→ **TASK GOAL**
Copy the lines of the records below verbatim, beginning with the line that contains "Localize the slate" and ending after the line that contains "506 123 514 197".

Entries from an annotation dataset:
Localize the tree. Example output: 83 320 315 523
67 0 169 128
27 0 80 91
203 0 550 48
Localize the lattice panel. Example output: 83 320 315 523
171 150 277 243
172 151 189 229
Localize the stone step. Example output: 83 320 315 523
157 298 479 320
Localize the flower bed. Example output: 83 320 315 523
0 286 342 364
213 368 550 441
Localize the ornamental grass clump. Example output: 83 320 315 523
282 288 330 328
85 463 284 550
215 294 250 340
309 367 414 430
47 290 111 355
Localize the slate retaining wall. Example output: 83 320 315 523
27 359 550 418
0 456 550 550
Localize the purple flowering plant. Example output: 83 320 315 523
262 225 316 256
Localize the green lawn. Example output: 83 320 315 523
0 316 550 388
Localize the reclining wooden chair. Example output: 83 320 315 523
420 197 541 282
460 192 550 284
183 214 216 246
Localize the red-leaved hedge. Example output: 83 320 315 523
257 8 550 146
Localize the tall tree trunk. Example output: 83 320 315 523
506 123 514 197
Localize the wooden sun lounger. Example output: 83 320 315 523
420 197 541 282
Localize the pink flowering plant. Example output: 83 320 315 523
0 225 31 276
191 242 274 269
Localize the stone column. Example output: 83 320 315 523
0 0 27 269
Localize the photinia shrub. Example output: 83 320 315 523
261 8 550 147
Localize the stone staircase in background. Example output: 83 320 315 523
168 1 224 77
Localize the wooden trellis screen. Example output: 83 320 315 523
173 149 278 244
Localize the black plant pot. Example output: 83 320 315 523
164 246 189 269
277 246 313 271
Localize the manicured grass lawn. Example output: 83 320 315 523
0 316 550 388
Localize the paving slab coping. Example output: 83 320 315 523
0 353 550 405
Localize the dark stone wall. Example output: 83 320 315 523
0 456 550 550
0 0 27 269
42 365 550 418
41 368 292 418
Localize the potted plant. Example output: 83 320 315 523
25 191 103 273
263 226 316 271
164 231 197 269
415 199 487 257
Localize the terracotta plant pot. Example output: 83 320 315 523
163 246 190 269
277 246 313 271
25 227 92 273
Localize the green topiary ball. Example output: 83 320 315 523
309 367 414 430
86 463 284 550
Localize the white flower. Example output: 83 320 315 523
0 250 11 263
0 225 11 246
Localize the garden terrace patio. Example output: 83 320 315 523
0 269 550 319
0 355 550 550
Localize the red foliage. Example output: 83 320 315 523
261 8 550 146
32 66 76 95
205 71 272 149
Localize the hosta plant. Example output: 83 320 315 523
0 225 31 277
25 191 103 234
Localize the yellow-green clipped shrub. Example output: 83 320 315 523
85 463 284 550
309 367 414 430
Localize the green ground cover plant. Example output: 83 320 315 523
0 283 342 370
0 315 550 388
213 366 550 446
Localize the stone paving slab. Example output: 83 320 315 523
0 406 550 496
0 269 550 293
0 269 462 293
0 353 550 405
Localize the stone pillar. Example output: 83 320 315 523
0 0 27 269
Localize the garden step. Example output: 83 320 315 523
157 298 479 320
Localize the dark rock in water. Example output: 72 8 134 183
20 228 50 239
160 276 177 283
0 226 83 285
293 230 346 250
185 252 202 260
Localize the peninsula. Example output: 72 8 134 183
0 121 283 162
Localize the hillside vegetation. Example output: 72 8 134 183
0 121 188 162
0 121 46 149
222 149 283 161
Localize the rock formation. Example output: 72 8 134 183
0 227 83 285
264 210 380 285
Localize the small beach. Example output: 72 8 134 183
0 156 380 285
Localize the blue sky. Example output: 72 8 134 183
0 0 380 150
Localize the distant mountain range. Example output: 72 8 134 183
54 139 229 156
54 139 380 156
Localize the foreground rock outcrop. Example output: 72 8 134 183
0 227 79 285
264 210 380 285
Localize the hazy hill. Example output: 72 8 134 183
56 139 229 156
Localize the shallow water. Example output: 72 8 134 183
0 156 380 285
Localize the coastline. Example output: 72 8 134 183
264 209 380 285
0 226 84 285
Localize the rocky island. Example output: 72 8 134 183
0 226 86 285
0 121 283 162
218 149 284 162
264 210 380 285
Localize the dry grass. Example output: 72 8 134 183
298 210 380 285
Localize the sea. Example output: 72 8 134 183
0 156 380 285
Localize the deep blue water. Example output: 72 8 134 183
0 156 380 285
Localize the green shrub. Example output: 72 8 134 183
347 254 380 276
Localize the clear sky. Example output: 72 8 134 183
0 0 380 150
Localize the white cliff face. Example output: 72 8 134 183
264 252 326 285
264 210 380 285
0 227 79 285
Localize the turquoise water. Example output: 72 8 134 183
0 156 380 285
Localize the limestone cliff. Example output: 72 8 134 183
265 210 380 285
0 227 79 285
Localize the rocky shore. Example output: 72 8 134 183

→ **ANSWER IN FULL**
Localize the slate retaining wall. Example output: 83 320 315 523
27 359 550 418
0 456 550 550
Localize the purple flowering plant. Example output: 83 320 315 523
262 225 316 256
Localize the green lawn. Example output: 83 320 315 523
0 316 550 388
Localize the reclining wooden chair. Example output: 83 320 315 523
420 197 541 282
460 192 550 284
183 214 216 246
Localize the red-leaved hedge. Example output: 83 320 315 523
257 8 550 146
Localize the tall tree trunk. Example output: 83 320 315 523
506 123 514 197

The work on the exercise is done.